_Problem details_
Resume the tutorial below on hosting an Amazon Cognito sample app with Amazon S3 and CloudFront, picking up directly after its final sentence.

_Passage shown_
--- BEGIN ---

In Bucket name, enter a DNS-compliant name for your bucket. You will use this in a later step to replace the YOURS3BUCKETNAME variable.
In Region, choose the AWS Region where you want the bucket to reside.

Note: It’s recommended to create the Amazon S3 bucket in the same AWS Region as Amazon Cognito.
Look up the region code from the region table (for example, US-East [N. Virginia] has a region code of us-east-1). You will use the region code to replace the variable YOUR_REGION in a later step.
Choose Next.
Select the Versioning checkbox.
Choose Next.
Choose Next.
Choose Create bucket.
Select the bucket you just created from the Amazon S3 bucket list.
Select the Properties tab.
Choose Static website hosting.
Choose Use this bucket to host a website.
For the index document, enter index.html and then choose Save.

Step 5. Create a CloudFront distribution

Amazon CloudFront is a fast content delivery network service that helps securely deliver data, videos, applications, and APIs to customers globally with low latency and high transfer speeds—all within a developer-friendly environment. In this step, we use CloudFront to set up an HTTPS-enabled domain for the static website hosted on Amazon S3.

Create a CloudFront distribution (web distribution) with the following modified default settings:

Sign into the AWS Management Console and open the CloudFront console.
Choose Create Distribution.
On the first page of the Create Distribution Wizard, in the Web section, choose Get Started.
Choose the Origin Domain Name from the dropdown list. It will be YOURS3BUCKETNAME.s3.amazonaws.com.
For Restrict Bucket Access, select Yes.
For Origin Access Identity, select Create a New Identity.
For Grant Read Permission on Bucket, select Yes, Update Bucket Policy.
For the Viewer Protocol Policy, select Redirect HTTP to HTTPS.
For Cache Policy, select Managed-Caching Disabled.
Set the Default Root Object to index.html.(Optional) Add a comment. Comments are a good place to describe the purpose of your distribution, for example, “Amazon Cognito SPA.”
Select Create Distribution. The distribution will take a few minutes to create and update.
Copy the Domain Name. This is the CloudFront distribution domain name, which you will use in a later step as the DOMAINNAME value in the YOUR_REDIRECT_URI variable.

Step 6. Create the app

Now that you’ve created the Amazon S3 bucket for static website hosting and the CloudFront distribution for the site, you’re ready to use the code that follows to create a sample app.

Use the following information from the previous steps:

YOUR_COGNITO_DOMAIN_PREFIX is from Step 2.
YOUR_REGION is the AWS region you used in Step 4 when you created your Amazon S3 bucket.
YOUR_APPCLIENT_ID is the App client ID from Step 3.
YOUR_USERPOOL_ID is the Pool ID from Step 1.
YOUR_REDIRECT_URI, which is https://DOMAINNAME/index.html, where DOMAINNAME is your domain name from Step 5.

Create userprofile.js

Use the following text to create the userprofile.js file. Substitute the preceding pre-existing values for the variables in the text.

--- END ---

_Dataset excerpt_
--- BEGIN ---

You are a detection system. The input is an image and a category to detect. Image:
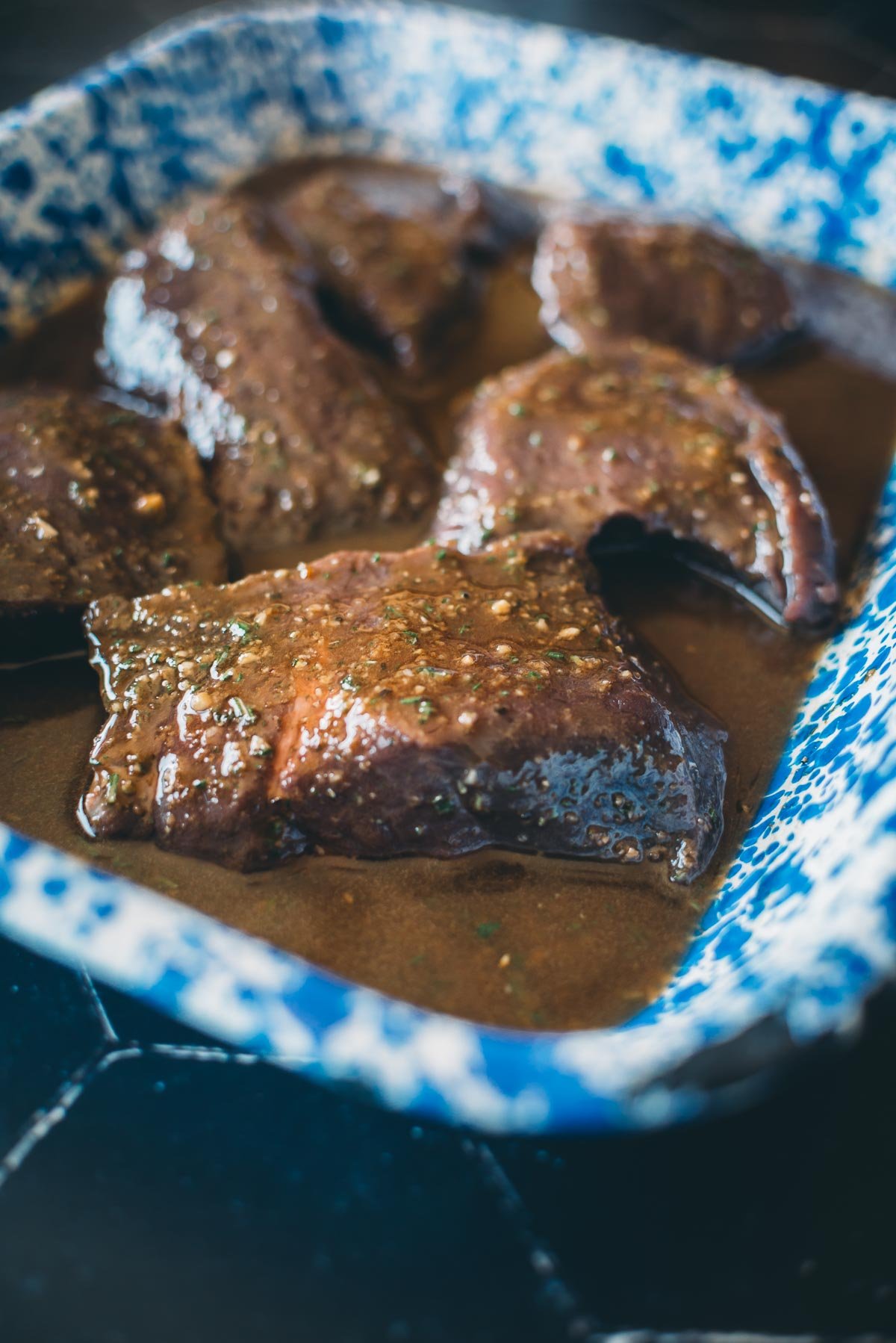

--- END ---

_Response to the task_
var myHeaders = new Headers();
myHeaders.set('Cache-Control', 'no-store');
var urlParams = new URLSearchParams(window.location.search);
var tokens;
var domain = "YOUR_COGNITO_DOMAIN_PREFIX";
var region = "YOUR_REGION";
var appClientId = "YOUR_APPCLIENT_ID";
var userPoolId = "YOUR_USERPOOL_ID";
var redirectURI = "YOUR_REDIRECT_URI";

//Convert Payload from Base64-URL to JSON
const decodePayload = payload => {
  const cleanedPayload = payload.replace(/-/g, '+').replace(/_/g, '/');
  const decodedPayload = atob(cleanedPayload)
  const uriEncodedPayload = Array.from(decodedPayload).reduce((acc, char) => {
    const uriEncodedChar = ('00' + char.charCodeAt(0).toString(16)).slice(-2)
    return `${acc}%${uriEncodedChar}`
  }, '')
  const jsonPayload = decodeURIComponent(uriEncodedPayload);

  return JSON.parse(jsonPayload)
}

//Parse JWT Payload
const parseJWTPayload = token => {
    const [header, payload, signature] = token.split('.');
    const jsonPayload = decodePayload(payload)

    return jsonPayload
};

//Parse JWT Header
const parseJWTHeader = token => {
    const [header, payload, signature] = token.split('.');
    const jsonHeader = decodePayload(header)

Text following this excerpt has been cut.